━━━━━ TEXTE DE LA PAGE ━━━━━
Poête et journaliste au Père Duchêne
Eugène Vermersch est né à Lille le 13 août 1845. Après ses études secondaires, sa famille l’envoie à Paris pour faire médecine, mais il préfère taquiner la muse. Il sera poète et chroniqueur.
Directeur du Hanneton (1867), il y publie trois séries de portraits sous le titre « les hommes du jour ». Il épingle des personnalités du monde des arts, de la littérature et de la politique. Féroce pour ceux qu’il déteste, élogieux pour ceux qu’il admire tels Courbet, Daumier et Pierre Dupont. Mais, hélas, sur Eugènie Niboyet, fondatrice de La Voix des femmes, il tient des propos antiféministes insupportables ; erreur de jeunesse, on l’espère… « Le grand testament du sieur Vermersch » (1868) est un pastiche spirituel du testament de François Villon :
Si l’or flâne à mon gilet,
Qu’on le porte chez Rachel, fille
Qui reste seule dans sa famille,
Et loge près du Châtelet.
Elle est jolie et mal famée,
Elle a l’œil bleu, grand et moqueur,
Et c’est des reines de mon cœur
Celle que j’ai le mieux aimée !
Vermersch et Rachel se plaisent énormément mais l’amoureux traverse des périodes difficiles et il tire le diable par la queue, même si sa réputation de journaliste républicain commence à s’affirmer.
━━━━━ ENREGISTREMENTS FOURNIS ━━━━━
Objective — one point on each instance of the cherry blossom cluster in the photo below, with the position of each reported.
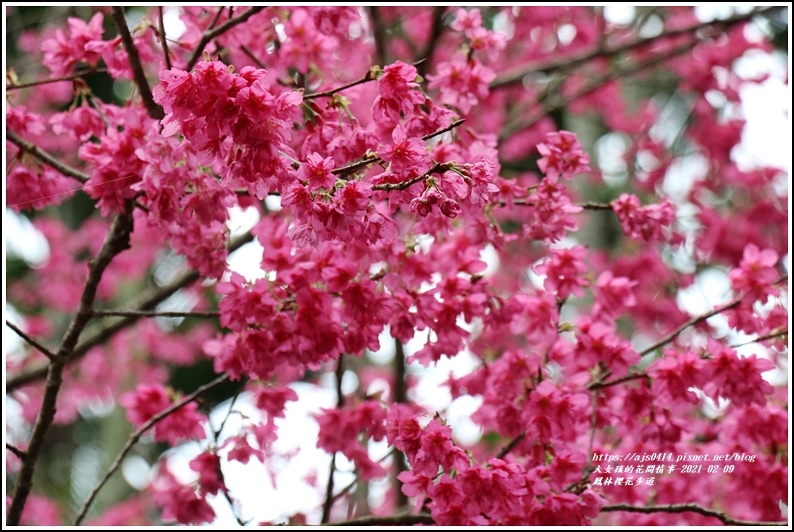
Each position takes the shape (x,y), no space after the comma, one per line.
(418,177)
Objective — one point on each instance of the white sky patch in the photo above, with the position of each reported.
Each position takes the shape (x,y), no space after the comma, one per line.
(246,261)
(25,241)
(620,14)
(242,220)
(174,27)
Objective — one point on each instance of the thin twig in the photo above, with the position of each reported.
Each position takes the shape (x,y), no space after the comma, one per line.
(510,446)
(400,397)
(19,454)
(70,77)
(627,378)
(615,73)
(355,481)
(777,333)
(137,436)
(210,34)
(436,169)
(389,520)
(688,507)
(453,125)
(589,206)
(44,351)
(560,63)
(157,313)
(669,337)
(146,301)
(253,58)
(166,55)
(379,35)
(117,240)
(155,110)
(340,402)
(216,18)
(45,158)
(374,158)
(435,35)
(369,76)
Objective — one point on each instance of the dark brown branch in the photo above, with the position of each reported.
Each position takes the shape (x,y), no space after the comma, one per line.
(45,158)
(369,76)
(561,63)
(400,397)
(253,58)
(453,125)
(615,73)
(379,35)
(117,240)
(155,110)
(682,508)
(216,18)
(627,378)
(590,206)
(510,446)
(340,402)
(215,32)
(44,351)
(389,520)
(374,158)
(777,333)
(435,35)
(669,337)
(163,40)
(19,454)
(437,168)
(137,436)
(157,313)
(70,77)
(146,301)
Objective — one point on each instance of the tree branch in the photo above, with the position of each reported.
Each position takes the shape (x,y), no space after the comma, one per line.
(379,35)
(155,111)
(510,446)
(777,333)
(44,351)
(156,314)
(340,402)
(673,334)
(697,319)
(19,454)
(253,58)
(146,301)
(374,158)
(389,520)
(163,40)
(682,508)
(137,436)
(519,125)
(369,76)
(436,169)
(589,206)
(557,64)
(70,77)
(435,35)
(117,240)
(400,397)
(45,158)
(211,33)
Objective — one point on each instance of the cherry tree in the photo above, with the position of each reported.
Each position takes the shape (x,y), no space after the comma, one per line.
(531,196)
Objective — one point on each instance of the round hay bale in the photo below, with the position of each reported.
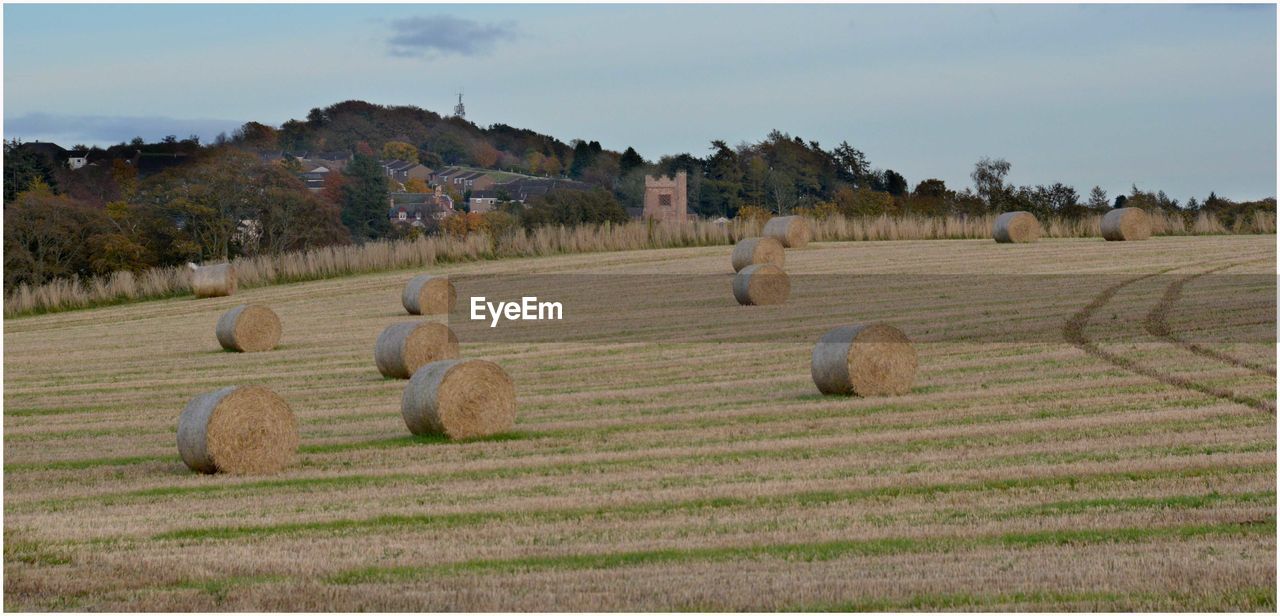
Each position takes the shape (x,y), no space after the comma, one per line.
(757,250)
(1125,224)
(1016,227)
(248,328)
(460,398)
(243,429)
(405,347)
(214,281)
(791,231)
(429,295)
(762,284)
(864,360)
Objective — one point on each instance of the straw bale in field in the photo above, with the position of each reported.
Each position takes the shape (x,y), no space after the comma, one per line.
(248,328)
(460,398)
(762,284)
(405,347)
(245,429)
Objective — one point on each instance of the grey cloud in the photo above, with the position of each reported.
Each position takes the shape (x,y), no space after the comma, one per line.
(444,35)
(108,129)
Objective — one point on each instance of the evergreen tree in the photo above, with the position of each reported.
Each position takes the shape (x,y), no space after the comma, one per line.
(630,160)
(365,199)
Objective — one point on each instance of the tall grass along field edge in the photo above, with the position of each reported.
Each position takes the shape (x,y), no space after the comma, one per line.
(334,261)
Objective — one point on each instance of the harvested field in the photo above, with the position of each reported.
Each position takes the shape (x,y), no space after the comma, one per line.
(1105,446)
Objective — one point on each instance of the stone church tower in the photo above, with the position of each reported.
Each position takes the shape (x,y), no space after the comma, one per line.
(666,199)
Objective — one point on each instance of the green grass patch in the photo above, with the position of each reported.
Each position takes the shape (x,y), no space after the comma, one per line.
(807,552)
(696,505)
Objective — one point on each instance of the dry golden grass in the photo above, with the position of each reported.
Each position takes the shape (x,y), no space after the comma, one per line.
(1121,464)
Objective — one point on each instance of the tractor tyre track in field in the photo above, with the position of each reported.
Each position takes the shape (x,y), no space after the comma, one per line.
(1157,324)
(1073,331)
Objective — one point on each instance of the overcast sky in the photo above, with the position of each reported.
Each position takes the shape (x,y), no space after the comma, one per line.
(1180,97)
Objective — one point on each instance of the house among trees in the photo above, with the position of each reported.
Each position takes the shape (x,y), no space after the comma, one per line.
(666,197)
(419,208)
(403,170)
(333,160)
(53,153)
(77,159)
(483,201)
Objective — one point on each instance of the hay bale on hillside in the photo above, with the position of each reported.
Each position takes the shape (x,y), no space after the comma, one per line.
(1016,227)
(460,398)
(791,231)
(248,328)
(405,347)
(429,295)
(243,429)
(1125,224)
(758,250)
(762,284)
(214,281)
(863,360)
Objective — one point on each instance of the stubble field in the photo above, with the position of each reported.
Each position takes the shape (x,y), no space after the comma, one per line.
(1092,428)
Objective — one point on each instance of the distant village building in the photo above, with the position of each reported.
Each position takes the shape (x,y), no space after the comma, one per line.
(77,159)
(483,201)
(419,208)
(666,199)
(403,170)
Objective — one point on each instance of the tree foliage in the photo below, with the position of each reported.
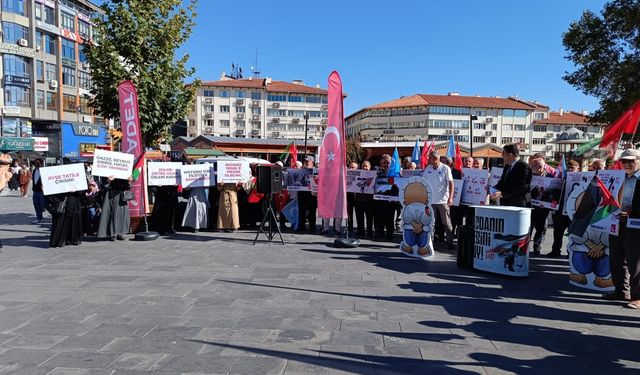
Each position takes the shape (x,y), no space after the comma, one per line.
(606,51)
(138,40)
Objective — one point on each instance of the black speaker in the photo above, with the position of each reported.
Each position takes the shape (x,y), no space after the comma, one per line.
(269,179)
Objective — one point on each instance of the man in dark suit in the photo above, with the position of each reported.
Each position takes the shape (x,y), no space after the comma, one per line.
(514,187)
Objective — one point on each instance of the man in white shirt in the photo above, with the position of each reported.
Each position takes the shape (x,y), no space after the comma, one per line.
(439,177)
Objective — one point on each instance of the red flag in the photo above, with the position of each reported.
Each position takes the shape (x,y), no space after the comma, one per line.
(457,164)
(626,123)
(332,176)
(132,142)
(294,154)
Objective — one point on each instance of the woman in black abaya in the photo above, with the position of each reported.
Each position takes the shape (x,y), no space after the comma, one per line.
(66,227)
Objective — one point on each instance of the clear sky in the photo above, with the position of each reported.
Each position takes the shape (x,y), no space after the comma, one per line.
(387,49)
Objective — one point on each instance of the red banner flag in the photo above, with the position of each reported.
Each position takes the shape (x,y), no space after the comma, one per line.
(132,141)
(332,176)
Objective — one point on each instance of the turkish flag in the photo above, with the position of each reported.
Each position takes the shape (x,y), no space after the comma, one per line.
(332,174)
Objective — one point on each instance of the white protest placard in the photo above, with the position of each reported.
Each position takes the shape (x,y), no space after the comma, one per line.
(196,175)
(63,178)
(163,173)
(474,189)
(232,171)
(361,181)
(110,163)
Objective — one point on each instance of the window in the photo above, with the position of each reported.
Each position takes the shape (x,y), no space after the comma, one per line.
(68,21)
(68,49)
(312,99)
(51,101)
(40,70)
(277,112)
(84,105)
(12,32)
(52,72)
(296,113)
(442,110)
(50,44)
(68,76)
(276,98)
(17,96)
(40,99)
(539,141)
(83,29)
(14,6)
(69,103)
(16,65)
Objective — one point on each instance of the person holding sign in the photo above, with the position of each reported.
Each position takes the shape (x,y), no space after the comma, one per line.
(514,187)
(624,254)
(114,220)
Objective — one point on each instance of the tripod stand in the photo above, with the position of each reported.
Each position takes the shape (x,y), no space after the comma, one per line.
(270,215)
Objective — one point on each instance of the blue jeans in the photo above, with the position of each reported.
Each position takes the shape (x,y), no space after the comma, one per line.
(38,203)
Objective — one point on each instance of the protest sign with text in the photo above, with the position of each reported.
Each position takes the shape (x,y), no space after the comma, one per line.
(163,173)
(63,178)
(110,163)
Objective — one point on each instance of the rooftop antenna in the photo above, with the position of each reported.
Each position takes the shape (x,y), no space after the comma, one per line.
(254,68)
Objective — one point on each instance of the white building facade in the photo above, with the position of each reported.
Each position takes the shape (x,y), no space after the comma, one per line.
(258,108)
(494,120)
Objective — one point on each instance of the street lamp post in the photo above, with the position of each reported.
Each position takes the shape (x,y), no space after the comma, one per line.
(306,129)
(472,118)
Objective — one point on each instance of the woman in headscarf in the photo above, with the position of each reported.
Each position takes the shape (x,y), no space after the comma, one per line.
(114,220)
(66,219)
(228,214)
━━━━━
Recopiez mot pour mot le passage du texte sur Eugène Vermersch situé entre « Poête et journaliste » et « près du Châtelet. », ces deux extraits compris.

### RÉPONSE COMPLÈTE
Poête et journaliste au Père Duchêne
Eugène Vermersch est né à Lille le 13 août 1845. Après ses études secondaires, sa famille l’envoie à Paris pour faire médecine, mais il préfère taquiner la muse. Il sera poète et chroniqueur.
Directeur du Hanneton (1867), il y publie trois séries de portraits sous le titre « les hommes du jour ». Il épingle des personnalités du monde des arts, de la littérature et de la politique. Féroce pour ceux qu’il déteste, élogieux pour ceux qu’il admire tels Courbet, Daumier et Pierre Dupont. Mais, hélas, sur Eugènie Niboyet, fondatrice de La Voix des femmes, il tient des propos antiféministes insupportables ; erreur de jeunesse, on l’espère… « Le grand testament du sieur Vermersch » (1868) est un pastiche spirituel du testament de François Villon :
Si l’or flâne à mon gilet,
Qu’on le porte chez Rachel, fille
Qui reste seule dans sa famille,
Et loge près du Châtelet.